__EXERCISE OBJECTIVE__.
Every line of the listing that contains the word "water" is to be copied out.

__ENTRIES SUPPLIED__.
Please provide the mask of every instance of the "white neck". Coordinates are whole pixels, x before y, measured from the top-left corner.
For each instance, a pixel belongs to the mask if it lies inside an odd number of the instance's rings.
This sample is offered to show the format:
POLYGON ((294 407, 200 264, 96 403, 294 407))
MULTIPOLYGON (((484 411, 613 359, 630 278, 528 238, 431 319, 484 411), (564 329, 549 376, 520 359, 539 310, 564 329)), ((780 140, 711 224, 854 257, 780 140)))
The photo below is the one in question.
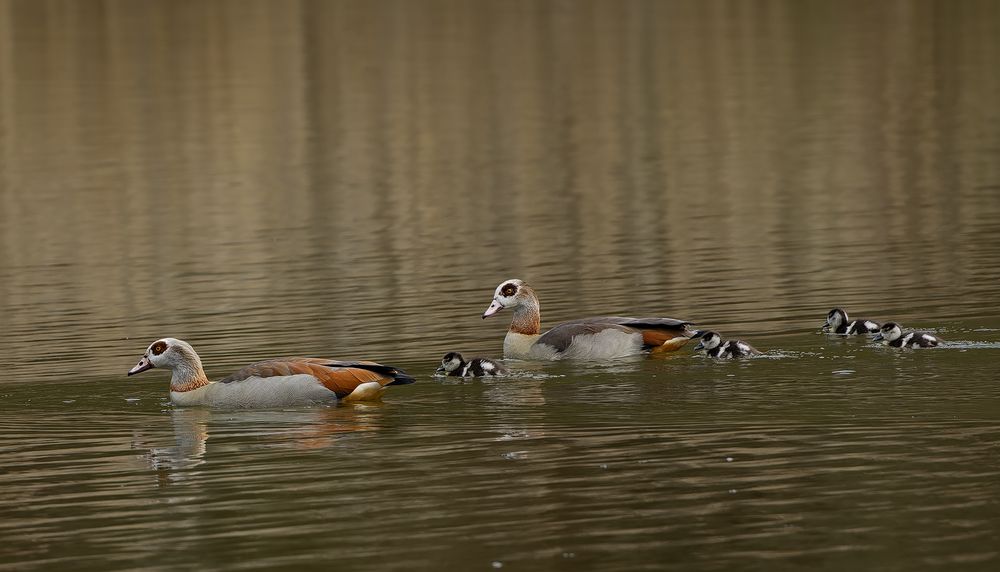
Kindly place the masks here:
POLYGON ((170 376, 170 391, 191 391, 209 384, 198 355, 185 355, 185 358, 174 364, 173 375, 170 376))

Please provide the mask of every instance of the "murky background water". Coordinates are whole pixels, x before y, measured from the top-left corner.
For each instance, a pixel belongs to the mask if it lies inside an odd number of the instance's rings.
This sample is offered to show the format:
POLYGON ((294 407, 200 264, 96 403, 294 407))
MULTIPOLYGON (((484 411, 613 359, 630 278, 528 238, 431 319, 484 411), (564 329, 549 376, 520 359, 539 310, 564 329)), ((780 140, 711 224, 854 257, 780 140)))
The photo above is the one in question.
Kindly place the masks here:
POLYGON ((995 569, 998 158, 995 2, 0 1, 0 569, 995 569), (509 277, 767 355, 432 377, 509 277))

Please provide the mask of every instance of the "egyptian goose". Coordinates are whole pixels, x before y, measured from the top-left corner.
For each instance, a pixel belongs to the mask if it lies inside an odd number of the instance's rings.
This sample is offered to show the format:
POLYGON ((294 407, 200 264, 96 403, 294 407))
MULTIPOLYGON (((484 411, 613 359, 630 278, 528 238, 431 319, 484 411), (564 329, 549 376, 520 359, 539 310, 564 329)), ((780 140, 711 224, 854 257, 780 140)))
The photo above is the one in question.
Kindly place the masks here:
POLYGON ((865 320, 864 318, 850 320, 847 317, 847 312, 840 308, 834 308, 826 315, 826 323, 823 324, 822 329, 824 332, 854 336, 857 334, 873 334, 878 331, 878 328, 878 322, 865 320))
POLYGON ((872 340, 893 348, 934 348, 941 338, 927 332, 906 332, 896 322, 886 322, 872 340))
POLYGON ((437 373, 451 377, 486 377, 490 375, 506 375, 507 368, 490 358, 475 357, 465 361, 462 354, 448 352, 441 358, 441 366, 437 373))
POLYGON ((128 375, 154 367, 173 373, 170 400, 182 406, 284 407, 337 399, 370 401, 380 398, 387 385, 414 382, 402 370, 370 361, 299 357, 257 362, 213 382, 205 376, 194 348, 175 338, 150 344, 128 375))
POLYGON ((694 351, 704 350, 705 355, 714 358, 741 358, 760 355, 760 351, 743 340, 722 341, 718 332, 705 332, 694 351))
POLYGON ((483 318, 504 308, 513 310, 503 340, 503 355, 520 359, 612 359, 642 353, 674 351, 698 331, 690 322, 673 318, 602 316, 563 322, 541 333, 541 313, 535 291, 516 278, 503 281, 483 318))

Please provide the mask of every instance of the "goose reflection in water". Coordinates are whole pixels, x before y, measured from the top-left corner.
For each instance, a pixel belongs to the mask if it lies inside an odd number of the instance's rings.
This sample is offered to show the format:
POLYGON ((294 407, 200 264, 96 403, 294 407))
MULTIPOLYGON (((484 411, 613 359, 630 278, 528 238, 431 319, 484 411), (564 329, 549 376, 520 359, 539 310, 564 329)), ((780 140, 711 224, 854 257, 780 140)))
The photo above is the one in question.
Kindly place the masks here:
POLYGON ((173 444, 156 446, 160 435, 137 430, 132 448, 144 450, 143 458, 156 473, 157 484, 166 486, 196 479, 197 468, 212 453, 248 451, 247 439, 252 439, 256 449, 317 450, 335 447, 348 435, 374 434, 382 428, 382 407, 381 403, 359 403, 274 411, 179 408, 170 411, 173 444))
POLYGON ((142 458, 156 472, 158 485, 183 481, 192 475, 192 469, 205 462, 210 419, 211 412, 207 409, 171 411, 174 444, 164 447, 153 445, 160 440, 159 435, 147 435, 142 429, 133 431, 132 449, 144 452, 142 458))

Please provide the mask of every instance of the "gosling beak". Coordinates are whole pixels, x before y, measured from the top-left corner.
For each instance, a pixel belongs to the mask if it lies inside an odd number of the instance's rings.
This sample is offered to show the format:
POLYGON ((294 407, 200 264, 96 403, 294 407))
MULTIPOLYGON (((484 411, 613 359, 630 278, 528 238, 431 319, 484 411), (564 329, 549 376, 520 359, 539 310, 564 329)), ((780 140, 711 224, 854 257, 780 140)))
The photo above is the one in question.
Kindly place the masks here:
POLYGON ((153 362, 149 361, 148 357, 142 356, 142 359, 139 360, 139 363, 135 364, 135 367, 128 370, 128 374, 126 375, 135 375, 137 373, 142 373, 147 369, 153 369, 154 367, 156 366, 153 365, 153 362))
POLYGON ((698 345, 696 345, 694 347, 694 351, 703 350, 703 349, 705 349, 705 341, 704 340, 698 342, 698 345))
POLYGON ((872 338, 872 341, 873 342, 881 342, 884 339, 885 338, 882 337, 882 332, 879 332, 879 333, 875 334, 875 337, 872 338))
POLYGON ((500 310, 503 310, 503 304, 501 304, 499 300, 494 298, 493 303, 490 304, 490 307, 486 308, 486 311, 483 312, 483 319, 485 320, 487 316, 492 316, 493 314, 496 314, 500 310))
POLYGON ((434 373, 444 373, 444 364, 438 366, 438 368, 434 370, 434 373))
POLYGON ((820 331, 821 332, 829 332, 830 331, 830 322, 827 322, 827 323, 823 324, 823 327, 820 328, 820 331))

__TASK OUTPUT__.
Please provide the mask of every instance of the "murky background water". Coordinates are whole pixels, x before y, measured from the top-left corner.
Please provide the mask of every instance of the "goose reflection in water". Coordinates are whole pixels, x before y, measured from the top-left corner.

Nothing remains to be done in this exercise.